* _Problem to solve_
Reproduce the listing verbatim, starting with its first line and continuing through the line containing "For your reference, the", with both of those lines included.

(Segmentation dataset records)

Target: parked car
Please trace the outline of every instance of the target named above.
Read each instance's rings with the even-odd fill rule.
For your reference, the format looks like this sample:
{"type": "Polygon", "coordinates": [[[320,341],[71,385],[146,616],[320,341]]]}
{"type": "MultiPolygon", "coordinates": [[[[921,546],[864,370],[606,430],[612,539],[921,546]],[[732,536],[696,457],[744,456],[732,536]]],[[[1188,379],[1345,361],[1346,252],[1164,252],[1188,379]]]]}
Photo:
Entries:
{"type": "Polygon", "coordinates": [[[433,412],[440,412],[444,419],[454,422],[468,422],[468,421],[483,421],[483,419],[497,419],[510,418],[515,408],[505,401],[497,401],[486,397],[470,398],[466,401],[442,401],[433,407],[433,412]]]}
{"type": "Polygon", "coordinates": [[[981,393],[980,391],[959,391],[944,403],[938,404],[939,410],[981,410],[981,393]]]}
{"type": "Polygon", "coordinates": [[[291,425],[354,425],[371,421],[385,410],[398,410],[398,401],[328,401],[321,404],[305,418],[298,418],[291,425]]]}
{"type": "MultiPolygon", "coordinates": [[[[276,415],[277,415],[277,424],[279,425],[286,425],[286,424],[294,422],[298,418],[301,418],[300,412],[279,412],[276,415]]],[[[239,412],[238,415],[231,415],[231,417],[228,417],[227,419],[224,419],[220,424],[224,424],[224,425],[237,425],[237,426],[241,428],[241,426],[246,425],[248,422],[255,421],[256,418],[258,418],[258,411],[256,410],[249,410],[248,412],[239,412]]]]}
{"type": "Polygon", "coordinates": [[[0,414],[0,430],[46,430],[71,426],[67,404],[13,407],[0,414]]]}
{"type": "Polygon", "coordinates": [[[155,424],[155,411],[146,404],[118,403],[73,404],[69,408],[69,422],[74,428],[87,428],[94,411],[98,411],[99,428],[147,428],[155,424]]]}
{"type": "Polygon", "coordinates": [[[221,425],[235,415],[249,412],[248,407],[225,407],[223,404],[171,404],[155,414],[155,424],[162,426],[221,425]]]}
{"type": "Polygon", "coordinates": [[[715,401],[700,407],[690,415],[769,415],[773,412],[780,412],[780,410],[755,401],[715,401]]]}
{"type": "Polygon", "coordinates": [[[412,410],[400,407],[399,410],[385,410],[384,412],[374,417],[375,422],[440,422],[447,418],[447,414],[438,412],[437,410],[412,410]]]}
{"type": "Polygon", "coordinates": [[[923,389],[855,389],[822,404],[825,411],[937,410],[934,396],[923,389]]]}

* _Response to this exercise_
Target: parked car
Please trace the outline of every instance of the target named above.
Read each instance's rings with the even-odd fill rule.
For your reference, the format looks like this sample:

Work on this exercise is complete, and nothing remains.